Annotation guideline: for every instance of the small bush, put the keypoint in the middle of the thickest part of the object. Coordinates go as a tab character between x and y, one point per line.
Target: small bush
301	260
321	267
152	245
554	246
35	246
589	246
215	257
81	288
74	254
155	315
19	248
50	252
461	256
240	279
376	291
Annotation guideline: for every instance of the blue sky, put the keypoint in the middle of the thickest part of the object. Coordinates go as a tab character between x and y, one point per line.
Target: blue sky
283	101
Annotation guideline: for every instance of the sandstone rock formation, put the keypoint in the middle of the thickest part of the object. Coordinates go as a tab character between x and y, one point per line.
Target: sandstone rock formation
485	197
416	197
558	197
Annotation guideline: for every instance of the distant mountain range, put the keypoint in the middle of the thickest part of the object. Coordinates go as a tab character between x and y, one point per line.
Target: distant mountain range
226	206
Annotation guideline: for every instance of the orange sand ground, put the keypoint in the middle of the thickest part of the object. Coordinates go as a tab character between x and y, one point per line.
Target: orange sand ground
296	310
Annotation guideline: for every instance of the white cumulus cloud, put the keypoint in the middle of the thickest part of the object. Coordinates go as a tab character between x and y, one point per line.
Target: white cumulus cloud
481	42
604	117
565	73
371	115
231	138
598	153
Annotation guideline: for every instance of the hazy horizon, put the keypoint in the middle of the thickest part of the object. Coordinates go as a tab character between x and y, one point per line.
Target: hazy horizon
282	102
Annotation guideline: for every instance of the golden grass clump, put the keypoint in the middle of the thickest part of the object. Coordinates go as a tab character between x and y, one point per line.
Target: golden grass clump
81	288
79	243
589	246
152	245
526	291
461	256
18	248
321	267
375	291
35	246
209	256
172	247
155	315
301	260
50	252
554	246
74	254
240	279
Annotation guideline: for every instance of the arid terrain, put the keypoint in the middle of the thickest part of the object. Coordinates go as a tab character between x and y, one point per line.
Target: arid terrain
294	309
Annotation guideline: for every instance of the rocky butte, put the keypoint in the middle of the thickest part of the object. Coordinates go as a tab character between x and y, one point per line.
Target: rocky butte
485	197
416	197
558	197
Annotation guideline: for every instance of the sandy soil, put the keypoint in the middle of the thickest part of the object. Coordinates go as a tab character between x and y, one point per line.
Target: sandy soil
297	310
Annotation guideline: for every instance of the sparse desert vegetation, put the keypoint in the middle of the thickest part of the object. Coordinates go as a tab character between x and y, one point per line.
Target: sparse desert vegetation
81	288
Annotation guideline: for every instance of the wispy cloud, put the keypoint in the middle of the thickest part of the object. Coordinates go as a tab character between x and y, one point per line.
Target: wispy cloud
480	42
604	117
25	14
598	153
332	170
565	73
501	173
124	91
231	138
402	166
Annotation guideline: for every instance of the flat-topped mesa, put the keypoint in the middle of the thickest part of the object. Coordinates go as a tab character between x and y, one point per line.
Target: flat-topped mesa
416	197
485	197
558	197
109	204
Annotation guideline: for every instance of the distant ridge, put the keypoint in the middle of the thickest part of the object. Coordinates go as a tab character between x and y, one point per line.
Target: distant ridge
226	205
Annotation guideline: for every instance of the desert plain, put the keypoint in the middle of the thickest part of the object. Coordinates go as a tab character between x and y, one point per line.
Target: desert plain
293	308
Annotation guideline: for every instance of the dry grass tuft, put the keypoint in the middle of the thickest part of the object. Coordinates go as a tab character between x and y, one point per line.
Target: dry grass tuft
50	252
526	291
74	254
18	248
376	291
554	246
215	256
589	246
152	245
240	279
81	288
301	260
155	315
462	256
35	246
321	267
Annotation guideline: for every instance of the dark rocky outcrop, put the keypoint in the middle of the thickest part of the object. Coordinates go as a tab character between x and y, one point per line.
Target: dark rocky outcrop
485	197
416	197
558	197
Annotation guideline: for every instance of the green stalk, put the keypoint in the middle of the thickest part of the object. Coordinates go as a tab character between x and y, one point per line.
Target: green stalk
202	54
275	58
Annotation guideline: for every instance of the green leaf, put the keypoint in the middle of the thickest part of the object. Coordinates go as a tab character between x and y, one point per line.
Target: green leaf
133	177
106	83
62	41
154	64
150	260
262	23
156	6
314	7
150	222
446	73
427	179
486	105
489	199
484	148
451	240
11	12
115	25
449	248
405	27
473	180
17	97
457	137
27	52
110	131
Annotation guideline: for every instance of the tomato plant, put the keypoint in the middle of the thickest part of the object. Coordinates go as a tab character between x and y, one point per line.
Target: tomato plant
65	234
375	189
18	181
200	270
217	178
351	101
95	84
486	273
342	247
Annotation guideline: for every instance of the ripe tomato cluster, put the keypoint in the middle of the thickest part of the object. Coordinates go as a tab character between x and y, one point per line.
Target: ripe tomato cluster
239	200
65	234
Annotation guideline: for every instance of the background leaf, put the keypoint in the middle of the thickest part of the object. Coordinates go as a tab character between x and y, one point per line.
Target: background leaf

***

Goal of the exercise: Take the entries and copy them out exactly.

Finished exercise:
Annotation guideline: for every instance of the small bush, put the keypoint in the middle of the thickest part of the object. Coordinates go as a tab character between x and y, one point per line.
Target: small bush
301	260
321	267
152	245
554	246
35	246
589	246
215	257
81	288
74	254
155	315
19	248
50	252
461	256
240	279
376	291
Annotation guideline: for every instance of the blue sky, put the keypoint in the middle of the thickest part of the object. Coordinates go as a tab character between x and y, one point per line.
Target: blue sky
283	101
Annotation guideline: for every instance of the sandstone rock formation, put the keypoint in the middle of the thickest part of the object. Coordinates go as a tab character between x and y, one point per line.
Target: sandstone rock formation
485	197
416	197
558	197
Annotation guideline: for every instance of the distant mountain range, put the keypoint in the middle of the thickest part of the object. Coordinates go as a tab character between x and y, one point per line.
Target: distant mountain range
226	206
Annotation guideline: for every instance of the orange sand ground, put the keypoint in the middle of the thickest part of the object. Coordinates go as a tab character between x and y, one point per line.
Target: orange sand ground
296	310
Annotation guideline: for every instance of the white cumulus cloud, put the keypoint in the middle of the thickest part of the object. Coordinates go as a tab character between x and y, one point per line.
Target: white cumulus cloud
481	42
604	117
565	73
371	115
231	138
598	153
Annotation guideline: for every instance of the hazy horizon, put the keypoint in the middle of the thickest part of the object. Coordinates go as a tab character between x and y, one point per line.
Target: hazy horizon
282	102
Annotation guideline: for every instance of the golden grass clump, put the keypoint in the middle of the thickest part of the object. Coordinates go as a tab character between x and y, one point per line.
Target: golden grass clump
81	288
79	243
589	246
152	245
526	291
461	256
18	248
321	267
375	291
35	246
209	256
172	247
155	315
301	260
50	252
554	246
74	254
240	279
Annotation guideline: for every instance of the arid terrain, put the keypoint in the middle of the thickest part of the object. Coordinates go as a tab character between x and y, one point per line.
Target: arid terrain
294	309
Annotation guideline: for every instance of the rocky butte, put the keypoint in the middle of the thickest part of the object. Coordinates go as a tab character between x and y, one point per line.
Target: rocky butte
485	197
416	197
558	197
Annotation guideline: for every instance of the sandy soil, put the keypoint in the middle of the thickest part of the object. Coordinates go as a tab character between x and y, one point per line.
Target: sandy soil
297	310
Annotation guideline: for every instance of the sparse desert vegetation, put the keypoint in the middle of the thickest part of the object. Coordinates go as a tab character between x and y, one point per line.
Target: sparse desert vegetation
81	288
Annotation guideline: for every instance of the wispy cloud, put the keypoint in the middle of the thickest part of the object. Coordinates go as a tab character between x and y, one point per line.
Target: wispy cloud
480	42
604	117
25	14
598	153
332	170
565	73
501	173
124	91
231	138
402	166
Annotation guideline: for every instance of the flat-topped mesa, put the keypoint in the middle of the thickest part of the object. Coordinates go as a tab character between x and y, one point per line.
Target: flat-topped mesa
416	197
485	197
558	197
109	204
Annotation guideline: for every instance of the distant ridge, put the keypoint in the middle of the thickest part of the object. Coordinates go as a tab character between x and y, one point per line.
Target: distant ridge
226	205
Annotation guideline: for every instance of the desert plain, put the keypoint in the middle of the thickest part of the object. Coordinates go as a tab character between x and y, one point per line.
Target: desert plain
293	308
Annotation guideline: for every instance of the dry grass tuft, put the keypoint in the middle of the thickest part of the object. Coordinates go as a tab character between x and y, one point per line.
Target: dry grass tuft
50	252
526	291
74	254
18	248
376	291
554	246
215	256
589	246
152	245
240	279
81	288
301	260
155	315
462	256
35	246
321	267
Annotation guideline: for every instance of the dark rocky outcrop, put the keypoint in the middle of the thickest part of the object. Coordinates go as a tab character between x and y, one point per line.
Target: dark rocky outcrop
485	197
416	197
558	197
Annotation guideline: for every instance of the green stalk, put the keypoint in the middle of the thickest part of the object. Coordinates go as a tab character between x and y, one point per line.
Target: green stalk
202	54
275	58
Annotation guideline: for every instance of the green leaf, put the keypoint in the middle of the thickest part of the object. Coordinates go as a tab character between x and y, one point per line.
Target: green leaf
133	177
106	83
62	41
154	64
150	260
262	23
156	6
314	7
150	222
446	73
427	179
486	105
489	199
484	148
451	240
11	12
115	25
449	248
405	27
473	180
17	97
457	137
27	52
110	131
Annotation guideline: for every instance of the tomato plant, put the keypoint in the middle of the thickest part of the object. Coordinates go as a tab character between x and y, one point per line.
Target: tomato plant
65	234
375	189
18	181
200	270
217	178
351	101
95	84
486	273
342	247
Annotation guideline: for every instance of the ripe tomato cluster, put the keypoint in the middle of the thickest part of the object. Coordinates go as a tab character between x and y, one point per line.
Target: ripe tomato cluster
239	200
65	234
Annotation guideline: for every instance of the background leaf, put the keypoint in the middle of the thickest part of the object. Coordinates go as a tab character between x and y, one point per line.
Target: background leaf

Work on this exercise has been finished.